++++ Exercise data ++++
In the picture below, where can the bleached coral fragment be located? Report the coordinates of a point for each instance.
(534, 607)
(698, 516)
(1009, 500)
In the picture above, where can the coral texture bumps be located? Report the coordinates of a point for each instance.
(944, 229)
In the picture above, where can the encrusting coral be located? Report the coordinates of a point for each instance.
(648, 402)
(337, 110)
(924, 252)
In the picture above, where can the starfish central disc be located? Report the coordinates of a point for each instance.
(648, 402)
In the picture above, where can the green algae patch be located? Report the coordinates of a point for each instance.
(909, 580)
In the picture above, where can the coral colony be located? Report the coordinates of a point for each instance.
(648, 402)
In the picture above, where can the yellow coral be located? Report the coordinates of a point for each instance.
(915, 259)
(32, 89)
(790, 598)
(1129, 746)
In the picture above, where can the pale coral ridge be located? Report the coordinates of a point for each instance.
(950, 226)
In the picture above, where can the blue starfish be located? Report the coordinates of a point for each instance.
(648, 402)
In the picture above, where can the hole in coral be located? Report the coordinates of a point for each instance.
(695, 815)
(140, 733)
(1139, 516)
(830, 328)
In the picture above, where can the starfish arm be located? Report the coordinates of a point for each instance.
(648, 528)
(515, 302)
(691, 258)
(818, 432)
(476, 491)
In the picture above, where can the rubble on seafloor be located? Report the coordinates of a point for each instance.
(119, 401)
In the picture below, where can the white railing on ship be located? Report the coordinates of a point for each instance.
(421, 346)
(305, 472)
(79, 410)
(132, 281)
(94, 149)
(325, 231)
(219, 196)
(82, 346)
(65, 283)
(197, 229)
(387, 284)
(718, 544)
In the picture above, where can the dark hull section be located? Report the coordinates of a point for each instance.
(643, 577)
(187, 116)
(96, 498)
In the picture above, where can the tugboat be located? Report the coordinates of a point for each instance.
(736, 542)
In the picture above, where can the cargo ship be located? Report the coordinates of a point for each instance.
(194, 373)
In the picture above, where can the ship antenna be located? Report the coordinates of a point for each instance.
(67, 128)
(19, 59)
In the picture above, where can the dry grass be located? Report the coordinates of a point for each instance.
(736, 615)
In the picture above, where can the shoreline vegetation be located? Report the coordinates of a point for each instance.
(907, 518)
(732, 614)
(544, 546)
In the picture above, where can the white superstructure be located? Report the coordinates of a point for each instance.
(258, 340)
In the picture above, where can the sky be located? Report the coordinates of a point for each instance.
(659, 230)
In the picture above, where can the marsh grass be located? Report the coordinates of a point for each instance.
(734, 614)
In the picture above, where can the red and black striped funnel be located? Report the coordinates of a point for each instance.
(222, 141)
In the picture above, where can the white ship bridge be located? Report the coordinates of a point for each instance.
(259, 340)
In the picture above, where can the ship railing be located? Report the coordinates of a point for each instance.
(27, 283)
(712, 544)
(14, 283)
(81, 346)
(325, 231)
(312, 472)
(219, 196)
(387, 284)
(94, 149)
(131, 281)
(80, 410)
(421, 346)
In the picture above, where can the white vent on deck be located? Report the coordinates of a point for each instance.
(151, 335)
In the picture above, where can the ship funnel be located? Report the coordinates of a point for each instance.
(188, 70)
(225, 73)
++++
:: Work to complete ::
The full set of data above must come back exactly as written.

:: Exercise response ::
In the picture below, where can the bleached coral fragment be located? Report the coordinates of a point for each instance.
(534, 607)
(698, 516)
(1009, 500)
In the picture above, where can the coral texture bumps be located? Report the coordinates of a point for each instance.
(944, 229)
In the picture above, where can the encrusting coral be located? Report the coordinates of a point for each instance.
(648, 402)
(337, 110)
(924, 252)
In the picture above, where can the starfish central disc be located? Report the coordinates of a point for each instance.
(648, 402)
In the picture above, where can the green algae patch be located? Report the coordinates of a point for each instance.
(909, 580)
In the picture above, where can the coral colony be located? Report the coordinates of a point for each instance.
(648, 402)
In the picture above, where can the yellow coral be located? Report the coordinates of a point for each instance.
(915, 259)
(32, 89)
(790, 598)
(1129, 746)
In the picture above, where can the pale coral ridge be located? Report the coordinates of a point for each instance.
(950, 226)
In the picture above, where can the blue starfish be located? Report the coordinates of a point for each instance.
(648, 402)
In the picture above, where can the hole in coral be located? Report the coordinates of a point for each instance.
(695, 815)
(140, 733)
(1139, 516)
(830, 328)
In the picture above, where can the starfish arm be located? Report the coordinates of a point for each instance.
(648, 528)
(515, 302)
(691, 258)
(818, 432)
(476, 491)
In the picture above, where can the rubble on seafloor be located? Report the coordinates of a point for each instance.
(119, 401)
In the picture below, where can the white railing on ship be located? Report the coordinates of a point for each instance.
(421, 346)
(305, 472)
(79, 410)
(132, 281)
(94, 149)
(325, 231)
(219, 196)
(82, 346)
(65, 283)
(197, 229)
(387, 284)
(718, 544)
In the picture above, where can the dark hull section be located? Report the coordinates of a point for each instance.
(643, 577)
(187, 116)
(96, 498)
In the picture above, where can the tugboat be located? Report the coordinates of a point for each instance.
(736, 542)
In the picture above, where can the cargo ship be located? Report the coordinates of a point for each instance.
(194, 373)
In the picture above, where can the ship antenna be located? Report the coordinates of a point for each instance.
(67, 128)
(19, 59)
In the picture above, where can the dry grass be located? Report the coordinates of a point for each instance.
(736, 615)
In the picture above, where can the shoreline vegetation be located? Report the coordinates of a point for each instance.
(907, 518)
(732, 614)
(544, 546)
In the picture above, where can the white superstructure be located? Report the coordinates of a point for each instance.
(258, 340)
In the picture above, where can the sky be located? Report the coordinates of a point for each instance.
(659, 230)
In the picture above, where can the marsh grass be located? Report the coordinates of a point for each instance.
(734, 614)
In the picture above, where can the red and black striped funnel be located? Report the coordinates of a point for each instance.
(222, 141)
In the picture above, where can the white ship bridge be located? Report the coordinates of a point for each instance.
(259, 340)
In the picture above, where can the ship railing be located? Report the coordinates of a point for each instance.
(27, 283)
(712, 544)
(14, 283)
(81, 346)
(325, 231)
(312, 472)
(219, 196)
(387, 284)
(94, 149)
(131, 281)
(80, 410)
(421, 346)
In the picture above, where can the white vent on deck be located? Report the coordinates of a point for each instance.
(151, 335)
In the picture above, where can the ship funnel be located? Report the coordinates of a point for each instance.
(188, 70)
(225, 73)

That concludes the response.